• [Short task]
Render the entries below as a Markdown table with two columns, Row and Line, giving each line its sequential number under Row and omitting blank lines.

═════ Materials provided ═════

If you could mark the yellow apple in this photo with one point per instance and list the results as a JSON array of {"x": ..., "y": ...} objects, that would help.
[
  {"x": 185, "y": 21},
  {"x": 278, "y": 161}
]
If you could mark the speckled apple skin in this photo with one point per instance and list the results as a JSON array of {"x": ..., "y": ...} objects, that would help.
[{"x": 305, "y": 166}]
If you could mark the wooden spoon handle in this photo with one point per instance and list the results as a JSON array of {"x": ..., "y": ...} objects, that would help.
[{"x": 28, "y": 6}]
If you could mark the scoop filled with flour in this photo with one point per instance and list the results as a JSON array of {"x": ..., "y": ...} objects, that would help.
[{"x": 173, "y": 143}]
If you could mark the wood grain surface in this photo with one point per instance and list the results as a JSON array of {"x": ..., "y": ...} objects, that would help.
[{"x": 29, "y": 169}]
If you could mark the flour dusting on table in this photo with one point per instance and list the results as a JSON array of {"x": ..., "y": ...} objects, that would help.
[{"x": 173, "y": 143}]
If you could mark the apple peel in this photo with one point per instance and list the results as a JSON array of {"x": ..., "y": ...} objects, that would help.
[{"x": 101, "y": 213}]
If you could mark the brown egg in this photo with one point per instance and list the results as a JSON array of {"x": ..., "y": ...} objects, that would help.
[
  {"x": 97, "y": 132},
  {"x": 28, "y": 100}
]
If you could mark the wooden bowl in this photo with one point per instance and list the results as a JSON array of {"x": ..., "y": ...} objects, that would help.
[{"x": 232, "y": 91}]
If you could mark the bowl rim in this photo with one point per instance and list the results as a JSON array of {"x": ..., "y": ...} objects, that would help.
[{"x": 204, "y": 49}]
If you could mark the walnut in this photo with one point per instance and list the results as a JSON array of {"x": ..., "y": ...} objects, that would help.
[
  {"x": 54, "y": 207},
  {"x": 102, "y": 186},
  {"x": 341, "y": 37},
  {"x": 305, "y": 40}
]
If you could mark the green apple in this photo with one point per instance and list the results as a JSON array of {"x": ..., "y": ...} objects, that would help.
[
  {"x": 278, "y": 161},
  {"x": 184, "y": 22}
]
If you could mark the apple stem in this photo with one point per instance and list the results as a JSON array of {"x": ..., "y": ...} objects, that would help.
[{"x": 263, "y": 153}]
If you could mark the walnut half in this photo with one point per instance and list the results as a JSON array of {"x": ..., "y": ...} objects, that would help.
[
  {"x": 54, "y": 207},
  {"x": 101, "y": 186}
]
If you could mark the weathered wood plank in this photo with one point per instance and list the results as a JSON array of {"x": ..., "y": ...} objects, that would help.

═════

• [Exercise answer]
| Row | Line |
|---|---|
| 1 | If you could mark the yellow apple in this photo with one point per instance and list the results as a JSON array of {"x": ..., "y": ...} objects, that would help. |
| 2 | [ |
| 3 |   {"x": 185, "y": 21}, |
| 4 |   {"x": 278, "y": 161} |
| 5 | ] |
| 6 | If you could mark the speckled apple skin in this photo with one point per instance and list the results as a JSON array of {"x": ..., "y": ...} objects, that would help. |
| 7 | [{"x": 305, "y": 166}] |
| 8 | If you could mark the wooden spoon handle in this photo with one point per instance and list the results as a JSON array of {"x": ..., "y": ...} objects, that would help. |
| 9 | [{"x": 28, "y": 6}] |
| 10 | If you could mark the scoop filled with flour in this photo with one point per instance and list the results as a JSON array of {"x": ..., "y": ...} objects, that would help. |
| 11 | [{"x": 173, "y": 143}] |
| 12 | If you could mark the wood grain surface in this photo with one point per instance and list the results as a JSON array of {"x": ..., "y": ...} objects, that would help. |
| 13 | [{"x": 29, "y": 169}] |
| 14 | If you could mark the flour dusting on table in this photo with one point per instance and list the results as a JSON array of {"x": ..., "y": ...} objects, that would help. |
| 15 | [{"x": 173, "y": 143}] |
| 16 | If you could mark the apple peel in this photo with one point per instance and list the results as a JSON array of {"x": ..., "y": ...} objects, that would help. |
| 17 | [{"x": 101, "y": 213}] |
| 18 | If you could mark the brown egg in this photo with one point per instance and list the results as a JSON array of {"x": ..., "y": ...} objects, that would help. |
| 19 | [ |
| 20 |   {"x": 97, "y": 132}, |
| 21 |   {"x": 28, "y": 100} |
| 22 | ] |
| 23 | If you could mark the wooden bowl in this photo with one point per instance and list the results as a JSON array of {"x": ..., "y": ...} objects, that would help. |
| 24 | [{"x": 232, "y": 91}] |
| 25 | If you could mark the bowl rim in this photo with one point per instance and list the results as a JSON array of {"x": ..., "y": ...} objects, that would help. |
| 26 | [{"x": 204, "y": 49}] |
| 27 | If you could mark the walnut in this photo with one point per instance and list the results as a JSON array of {"x": ..., "y": ...} objects, that would help. |
| 28 | [ |
| 29 |   {"x": 54, "y": 207}, |
| 30 |   {"x": 102, "y": 186}, |
| 31 |   {"x": 341, "y": 37}, |
| 32 |   {"x": 305, "y": 40} |
| 33 | ] |
| 34 | If you could mark the green apple in this photo with one point per instance and list the results as a JSON array of {"x": ..., "y": ...} objects, that would help. |
| 35 | [ |
| 36 |   {"x": 278, "y": 161}, |
| 37 |   {"x": 184, "y": 22} |
| 38 | ] |
| 39 | If you could mark the apple stem in this photo with one point per instance and list the results as a JSON array of {"x": ..., "y": ...} objects, that would help. |
| 40 | [{"x": 263, "y": 153}] |
| 41 | If you could mark the walnut half in this photo with one point per instance and list the results as a JSON array of {"x": ..., "y": ...} objects, that would help. |
| 42 | [ |
| 43 |   {"x": 54, "y": 207}, |
| 44 |   {"x": 101, "y": 186} |
| 45 | ] |
| 46 | If you could mark the weathered wood plank in this photo with one point per instance and list the results as a JSON array of {"x": ..., "y": ...} objects, that would help. |